TEXT PROVIDED:
════════

What Biden’s Title IX Rules Mean for Due Process

Critics of newly proposed Title IX regulations fear that the Biden administration is stripping away due process; others believe the Department of Education is striking an appropriate balance.

June 30, 2022
Education Secretary Miguel Cardona, a middle-aged Hispanic man with glasses and a goatee.
Proposed Title IX rules crafted by the Department of Education were announced earlier this month by Education Secretary Miguel Cardona.
(Kevin Dietsch/Getty Images)

The long-awaited proposals for new Title IX regulations under the Biden administration were released last week, to mixed reactions. The proposals include changes to the way colleges investigate sexual assault, which has sparked concern and condemnation from civil liberties advocates.

Some critics believe that changing the process for sexual assault investigations will roll back due process rights for the accused, returning higher education to a climate that allegedly favored the rights of accusers, which prompted a flurry of lawsuits from alleged perpetrators in recent years.

Supporters of the changes argue that Biden’s Title IX regulations reverse rules established by the Trump administration that have silenced accusers and made victims less likely to come forward.

════════

Dataset rows on where objects appear
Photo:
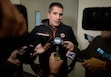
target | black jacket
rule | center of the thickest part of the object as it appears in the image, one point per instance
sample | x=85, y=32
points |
x=63, y=31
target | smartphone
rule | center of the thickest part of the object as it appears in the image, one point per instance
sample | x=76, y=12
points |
x=88, y=37
x=71, y=55
x=104, y=53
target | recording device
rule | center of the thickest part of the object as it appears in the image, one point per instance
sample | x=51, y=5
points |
x=104, y=53
x=57, y=42
x=71, y=55
x=88, y=37
x=24, y=54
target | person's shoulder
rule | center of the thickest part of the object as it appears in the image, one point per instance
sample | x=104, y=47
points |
x=66, y=26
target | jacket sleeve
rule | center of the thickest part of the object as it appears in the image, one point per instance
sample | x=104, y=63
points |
x=8, y=69
x=72, y=37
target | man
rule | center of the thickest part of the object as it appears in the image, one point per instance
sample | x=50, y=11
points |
x=96, y=64
x=12, y=30
x=55, y=28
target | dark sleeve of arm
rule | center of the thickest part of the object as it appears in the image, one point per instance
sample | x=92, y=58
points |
x=8, y=69
x=72, y=37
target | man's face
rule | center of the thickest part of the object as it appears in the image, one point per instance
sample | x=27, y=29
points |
x=55, y=16
x=106, y=34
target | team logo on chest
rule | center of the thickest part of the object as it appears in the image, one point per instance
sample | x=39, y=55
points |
x=62, y=35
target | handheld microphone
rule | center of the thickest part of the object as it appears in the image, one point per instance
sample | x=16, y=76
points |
x=57, y=42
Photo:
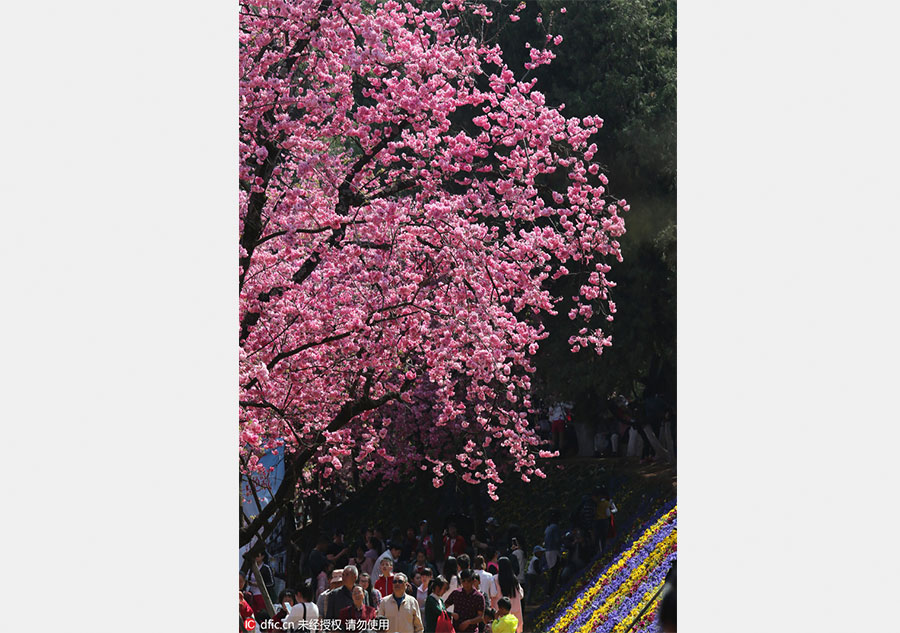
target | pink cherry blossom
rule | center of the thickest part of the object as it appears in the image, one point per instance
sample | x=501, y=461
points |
x=395, y=265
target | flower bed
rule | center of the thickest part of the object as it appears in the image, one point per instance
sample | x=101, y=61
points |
x=638, y=506
x=616, y=595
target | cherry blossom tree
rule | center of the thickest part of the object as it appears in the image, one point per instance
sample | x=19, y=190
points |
x=406, y=203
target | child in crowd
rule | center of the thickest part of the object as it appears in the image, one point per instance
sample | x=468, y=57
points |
x=505, y=621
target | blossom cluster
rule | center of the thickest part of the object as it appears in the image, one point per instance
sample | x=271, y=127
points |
x=406, y=204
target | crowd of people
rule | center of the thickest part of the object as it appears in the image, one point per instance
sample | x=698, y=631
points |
x=620, y=427
x=418, y=581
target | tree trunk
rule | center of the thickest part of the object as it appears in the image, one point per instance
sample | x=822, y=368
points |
x=660, y=451
x=584, y=431
x=262, y=589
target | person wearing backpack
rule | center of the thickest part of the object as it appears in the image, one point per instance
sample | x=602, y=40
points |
x=434, y=607
x=507, y=589
x=304, y=609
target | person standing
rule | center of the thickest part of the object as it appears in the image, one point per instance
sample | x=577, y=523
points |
x=451, y=572
x=342, y=597
x=401, y=609
x=426, y=541
x=454, y=542
x=434, y=603
x=536, y=567
x=359, y=610
x=317, y=560
x=322, y=601
x=373, y=596
x=552, y=547
x=486, y=583
x=304, y=609
x=266, y=579
x=422, y=589
x=517, y=559
x=506, y=587
x=506, y=621
x=392, y=554
x=468, y=605
x=384, y=584
x=421, y=563
x=338, y=552
x=605, y=509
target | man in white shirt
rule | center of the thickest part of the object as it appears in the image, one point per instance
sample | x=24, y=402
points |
x=401, y=609
x=303, y=610
x=486, y=580
x=392, y=553
x=422, y=589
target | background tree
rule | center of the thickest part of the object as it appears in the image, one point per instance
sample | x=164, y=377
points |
x=617, y=58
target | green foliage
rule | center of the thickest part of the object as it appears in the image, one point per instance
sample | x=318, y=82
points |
x=617, y=60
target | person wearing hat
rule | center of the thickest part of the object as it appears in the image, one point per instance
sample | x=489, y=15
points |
x=536, y=567
x=342, y=597
x=468, y=604
x=492, y=537
x=392, y=553
x=426, y=541
x=384, y=584
x=358, y=610
x=337, y=579
x=401, y=609
x=421, y=563
x=338, y=552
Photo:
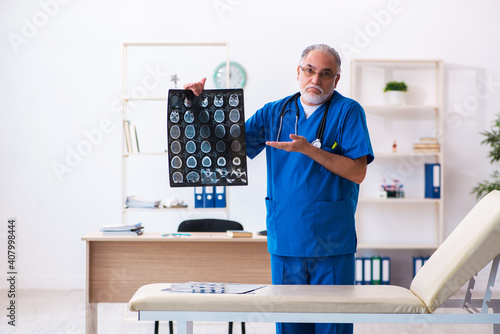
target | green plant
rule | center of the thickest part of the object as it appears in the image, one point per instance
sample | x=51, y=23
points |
x=395, y=85
x=493, y=140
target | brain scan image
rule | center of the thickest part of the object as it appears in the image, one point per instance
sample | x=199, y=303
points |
x=233, y=100
x=206, y=138
x=219, y=116
x=234, y=115
x=175, y=116
x=189, y=117
x=218, y=100
x=235, y=130
x=175, y=132
x=204, y=101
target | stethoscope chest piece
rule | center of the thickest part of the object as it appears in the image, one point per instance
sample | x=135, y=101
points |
x=316, y=143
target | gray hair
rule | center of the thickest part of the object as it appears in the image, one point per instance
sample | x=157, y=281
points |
x=322, y=48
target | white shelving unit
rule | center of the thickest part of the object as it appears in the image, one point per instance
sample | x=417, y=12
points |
x=413, y=222
x=148, y=70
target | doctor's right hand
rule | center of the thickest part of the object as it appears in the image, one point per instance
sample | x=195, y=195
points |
x=196, y=87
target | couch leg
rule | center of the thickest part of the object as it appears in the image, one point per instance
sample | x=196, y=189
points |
x=157, y=327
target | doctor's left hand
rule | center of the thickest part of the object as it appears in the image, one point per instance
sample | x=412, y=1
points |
x=298, y=144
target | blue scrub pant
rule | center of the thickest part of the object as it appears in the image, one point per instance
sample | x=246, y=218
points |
x=329, y=270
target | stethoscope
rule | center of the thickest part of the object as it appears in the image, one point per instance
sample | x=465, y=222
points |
x=321, y=129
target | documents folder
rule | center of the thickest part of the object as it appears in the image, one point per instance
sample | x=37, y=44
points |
x=433, y=180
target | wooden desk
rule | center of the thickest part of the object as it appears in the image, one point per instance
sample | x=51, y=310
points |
x=118, y=265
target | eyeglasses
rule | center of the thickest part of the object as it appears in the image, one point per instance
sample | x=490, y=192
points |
x=326, y=75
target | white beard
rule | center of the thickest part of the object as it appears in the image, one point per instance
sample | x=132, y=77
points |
x=315, y=99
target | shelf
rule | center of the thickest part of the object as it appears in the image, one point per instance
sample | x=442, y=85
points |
x=173, y=209
x=145, y=154
x=146, y=172
x=397, y=246
x=404, y=154
x=411, y=112
x=408, y=64
x=162, y=99
x=399, y=200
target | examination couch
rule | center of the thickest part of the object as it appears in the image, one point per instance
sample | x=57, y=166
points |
x=473, y=244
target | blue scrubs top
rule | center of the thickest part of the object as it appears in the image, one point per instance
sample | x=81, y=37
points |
x=310, y=211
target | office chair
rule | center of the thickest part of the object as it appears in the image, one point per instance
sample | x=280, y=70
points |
x=207, y=225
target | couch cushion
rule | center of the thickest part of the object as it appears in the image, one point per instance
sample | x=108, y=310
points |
x=468, y=249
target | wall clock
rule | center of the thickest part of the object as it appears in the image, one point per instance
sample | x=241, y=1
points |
x=237, y=76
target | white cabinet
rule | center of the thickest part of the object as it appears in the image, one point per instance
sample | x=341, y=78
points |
x=149, y=70
x=412, y=222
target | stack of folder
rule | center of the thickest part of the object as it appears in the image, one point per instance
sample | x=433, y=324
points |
x=373, y=270
x=133, y=229
x=210, y=197
x=426, y=145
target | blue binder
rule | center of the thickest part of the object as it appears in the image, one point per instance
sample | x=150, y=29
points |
x=199, y=197
x=433, y=180
x=220, y=196
x=367, y=271
x=359, y=271
x=209, y=197
x=386, y=271
x=376, y=270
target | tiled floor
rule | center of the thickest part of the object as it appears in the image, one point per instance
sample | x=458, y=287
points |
x=63, y=312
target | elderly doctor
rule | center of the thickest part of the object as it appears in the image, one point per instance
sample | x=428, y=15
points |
x=317, y=149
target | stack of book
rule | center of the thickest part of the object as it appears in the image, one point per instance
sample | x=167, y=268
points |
x=239, y=234
x=135, y=202
x=133, y=229
x=426, y=145
x=373, y=270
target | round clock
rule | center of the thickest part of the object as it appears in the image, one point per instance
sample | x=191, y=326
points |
x=237, y=76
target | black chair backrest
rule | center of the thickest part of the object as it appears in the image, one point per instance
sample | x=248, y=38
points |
x=208, y=225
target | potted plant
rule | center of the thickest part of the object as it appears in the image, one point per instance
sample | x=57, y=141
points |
x=396, y=90
x=493, y=140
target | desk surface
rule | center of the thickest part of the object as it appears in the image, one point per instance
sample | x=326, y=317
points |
x=194, y=237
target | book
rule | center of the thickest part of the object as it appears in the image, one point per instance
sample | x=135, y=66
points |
x=239, y=234
x=136, y=202
x=124, y=229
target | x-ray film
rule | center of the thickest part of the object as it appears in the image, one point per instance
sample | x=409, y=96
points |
x=206, y=138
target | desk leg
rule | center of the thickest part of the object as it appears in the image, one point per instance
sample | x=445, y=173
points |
x=91, y=318
x=90, y=308
x=184, y=327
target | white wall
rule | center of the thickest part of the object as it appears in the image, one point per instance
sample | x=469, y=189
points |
x=60, y=76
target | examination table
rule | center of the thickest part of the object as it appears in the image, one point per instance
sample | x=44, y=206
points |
x=473, y=244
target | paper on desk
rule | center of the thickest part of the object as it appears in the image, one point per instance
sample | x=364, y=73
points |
x=213, y=287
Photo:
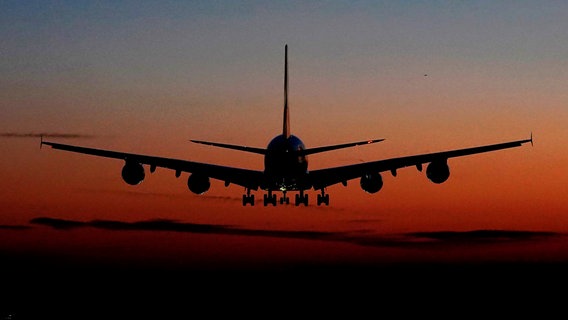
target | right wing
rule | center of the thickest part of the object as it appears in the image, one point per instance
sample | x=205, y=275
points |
x=250, y=179
x=326, y=177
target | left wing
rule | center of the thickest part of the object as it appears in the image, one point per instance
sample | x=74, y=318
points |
x=250, y=179
x=326, y=177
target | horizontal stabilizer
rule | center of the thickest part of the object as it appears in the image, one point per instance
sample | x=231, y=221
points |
x=231, y=146
x=338, y=146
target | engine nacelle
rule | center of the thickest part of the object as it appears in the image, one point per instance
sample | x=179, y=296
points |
x=371, y=182
x=133, y=173
x=198, y=183
x=438, y=171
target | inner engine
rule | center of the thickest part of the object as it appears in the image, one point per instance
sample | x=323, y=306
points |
x=371, y=182
x=198, y=183
x=133, y=173
x=438, y=171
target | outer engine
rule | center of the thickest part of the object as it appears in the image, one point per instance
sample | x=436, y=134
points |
x=438, y=171
x=133, y=173
x=371, y=182
x=198, y=183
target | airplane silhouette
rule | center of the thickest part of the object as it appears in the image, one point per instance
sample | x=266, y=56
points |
x=286, y=165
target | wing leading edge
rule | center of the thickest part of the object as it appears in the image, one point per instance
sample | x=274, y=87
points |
x=250, y=179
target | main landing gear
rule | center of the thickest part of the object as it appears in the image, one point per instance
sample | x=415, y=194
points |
x=269, y=198
x=323, y=198
x=300, y=198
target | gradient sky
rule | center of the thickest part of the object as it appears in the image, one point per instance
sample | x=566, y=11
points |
x=145, y=77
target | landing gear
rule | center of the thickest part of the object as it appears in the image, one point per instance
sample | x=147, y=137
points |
x=301, y=198
x=248, y=198
x=269, y=198
x=284, y=199
x=323, y=198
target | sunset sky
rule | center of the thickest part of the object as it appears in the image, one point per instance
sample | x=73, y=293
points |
x=147, y=76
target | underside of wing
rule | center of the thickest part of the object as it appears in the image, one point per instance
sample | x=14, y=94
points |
x=133, y=171
x=437, y=170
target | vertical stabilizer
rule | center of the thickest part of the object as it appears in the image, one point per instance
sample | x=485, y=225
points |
x=286, y=125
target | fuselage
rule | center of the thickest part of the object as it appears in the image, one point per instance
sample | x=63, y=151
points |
x=285, y=165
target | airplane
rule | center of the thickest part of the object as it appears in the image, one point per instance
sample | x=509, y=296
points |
x=286, y=165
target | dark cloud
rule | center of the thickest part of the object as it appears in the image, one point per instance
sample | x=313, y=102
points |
x=359, y=237
x=43, y=134
x=14, y=227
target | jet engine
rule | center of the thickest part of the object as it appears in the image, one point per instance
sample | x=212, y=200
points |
x=438, y=171
x=133, y=173
x=198, y=183
x=371, y=182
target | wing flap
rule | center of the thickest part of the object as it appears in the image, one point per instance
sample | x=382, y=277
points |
x=326, y=177
x=251, y=179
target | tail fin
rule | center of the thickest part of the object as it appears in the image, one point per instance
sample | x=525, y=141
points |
x=286, y=125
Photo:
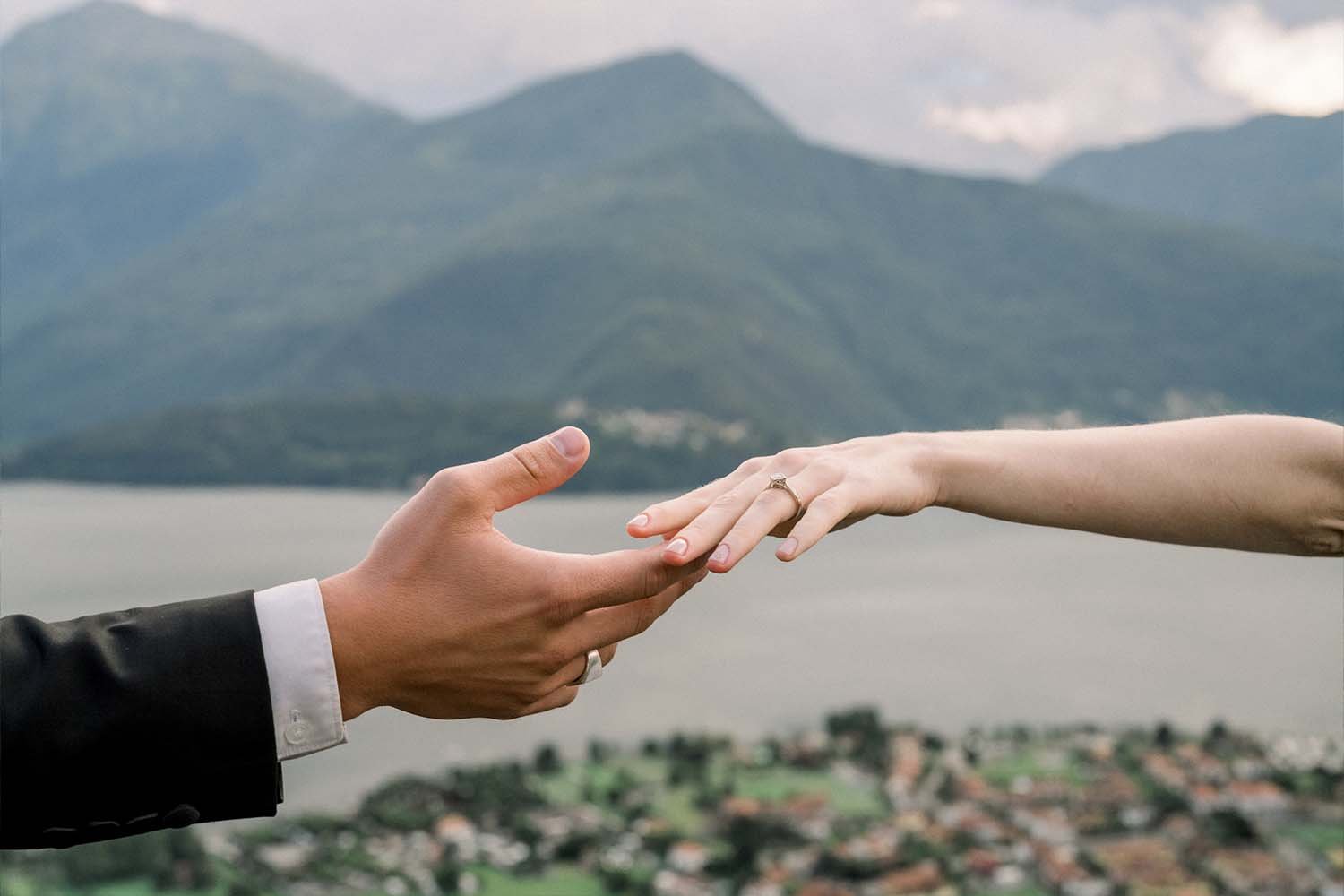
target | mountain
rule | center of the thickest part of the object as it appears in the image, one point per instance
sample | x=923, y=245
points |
x=650, y=236
x=384, y=441
x=1279, y=177
x=123, y=129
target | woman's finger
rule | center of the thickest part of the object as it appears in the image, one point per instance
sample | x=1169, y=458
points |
x=703, y=533
x=612, y=625
x=771, y=509
x=825, y=512
x=669, y=516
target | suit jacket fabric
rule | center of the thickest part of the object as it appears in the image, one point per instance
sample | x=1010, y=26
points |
x=129, y=721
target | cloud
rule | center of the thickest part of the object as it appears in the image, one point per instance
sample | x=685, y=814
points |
x=1040, y=126
x=1274, y=67
x=1000, y=86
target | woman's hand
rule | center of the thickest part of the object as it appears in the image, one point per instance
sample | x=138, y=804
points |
x=838, y=485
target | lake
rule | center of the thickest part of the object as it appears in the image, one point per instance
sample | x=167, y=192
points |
x=941, y=618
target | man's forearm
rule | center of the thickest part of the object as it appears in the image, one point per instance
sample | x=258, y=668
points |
x=1252, y=482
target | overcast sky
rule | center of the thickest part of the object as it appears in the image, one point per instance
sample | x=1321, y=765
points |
x=978, y=85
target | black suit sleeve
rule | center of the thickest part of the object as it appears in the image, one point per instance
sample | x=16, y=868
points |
x=129, y=721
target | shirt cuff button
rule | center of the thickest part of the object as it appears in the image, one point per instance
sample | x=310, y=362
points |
x=297, y=732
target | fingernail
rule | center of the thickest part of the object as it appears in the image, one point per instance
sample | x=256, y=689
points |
x=569, y=441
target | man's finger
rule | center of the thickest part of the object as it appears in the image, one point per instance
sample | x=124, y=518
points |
x=617, y=624
x=593, y=581
x=671, y=514
x=575, y=667
x=562, y=696
x=532, y=469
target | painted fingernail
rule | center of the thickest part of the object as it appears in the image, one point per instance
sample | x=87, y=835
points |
x=569, y=441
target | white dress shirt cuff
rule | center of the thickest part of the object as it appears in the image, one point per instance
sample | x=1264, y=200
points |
x=304, y=696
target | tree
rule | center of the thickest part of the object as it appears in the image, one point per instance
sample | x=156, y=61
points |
x=547, y=761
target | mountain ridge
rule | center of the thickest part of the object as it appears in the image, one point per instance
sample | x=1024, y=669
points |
x=648, y=234
x=1277, y=177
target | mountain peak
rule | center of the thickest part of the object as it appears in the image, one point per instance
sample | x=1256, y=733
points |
x=129, y=69
x=671, y=86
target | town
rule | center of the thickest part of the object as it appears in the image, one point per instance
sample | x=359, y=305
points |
x=855, y=807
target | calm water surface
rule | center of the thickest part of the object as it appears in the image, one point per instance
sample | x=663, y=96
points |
x=941, y=618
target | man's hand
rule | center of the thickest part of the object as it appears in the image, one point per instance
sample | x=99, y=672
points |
x=448, y=618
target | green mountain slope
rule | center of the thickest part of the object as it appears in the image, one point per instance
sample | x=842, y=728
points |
x=384, y=441
x=1279, y=177
x=750, y=273
x=121, y=129
x=650, y=236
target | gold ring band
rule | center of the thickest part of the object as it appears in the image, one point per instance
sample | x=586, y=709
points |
x=781, y=482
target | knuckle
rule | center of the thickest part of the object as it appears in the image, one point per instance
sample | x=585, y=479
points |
x=531, y=461
x=448, y=482
x=827, y=501
x=554, y=657
x=726, y=500
x=828, y=466
x=752, y=465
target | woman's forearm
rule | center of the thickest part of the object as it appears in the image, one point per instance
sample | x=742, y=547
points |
x=1253, y=482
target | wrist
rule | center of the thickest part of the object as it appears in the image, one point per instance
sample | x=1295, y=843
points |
x=355, y=672
x=937, y=460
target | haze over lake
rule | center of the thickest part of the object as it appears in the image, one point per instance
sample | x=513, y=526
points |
x=941, y=618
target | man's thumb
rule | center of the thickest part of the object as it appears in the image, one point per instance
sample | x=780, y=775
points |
x=535, y=468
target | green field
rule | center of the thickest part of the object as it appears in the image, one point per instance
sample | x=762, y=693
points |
x=1002, y=771
x=559, y=880
x=782, y=782
x=1319, y=837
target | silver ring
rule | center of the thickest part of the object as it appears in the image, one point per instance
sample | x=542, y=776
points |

════════

WORK TO COMPLETE:
A – Answer these questions using the Title IX article:
(i) What date does the article carry?
(ii) Who announced the proposed Title IX rules?
(iii) According to supporters, what did the rules set by the Trump administration do?
B – Duplicate the part of the Title IX article that begins at "What Biden’s Title" and stops after "Secretary Miguel Cardona.".
Work from the Title IX article alone.

SOLVED TASKS:
A –
(i) June 30, 2022
(ii) Education Secretary Miguel Cardona
(iii) They silenced accusers and made victims less likely to come forward.

B –
What Biden’s Title IX Rules Mean for Due Process

Critics of newly proposed Title IX regulations fear that the Biden administration is stripping away due process; others believe the Department of Education is striking an appropriate balance.

June 30, 2022
Education Secretary Miguel Cardona, a middle-aged Hispanic man with glasses and a goatee.
Proposed Title IX rules crafted by the Department of Education were announced earlier this month by Education Secretary Miguel Cardona.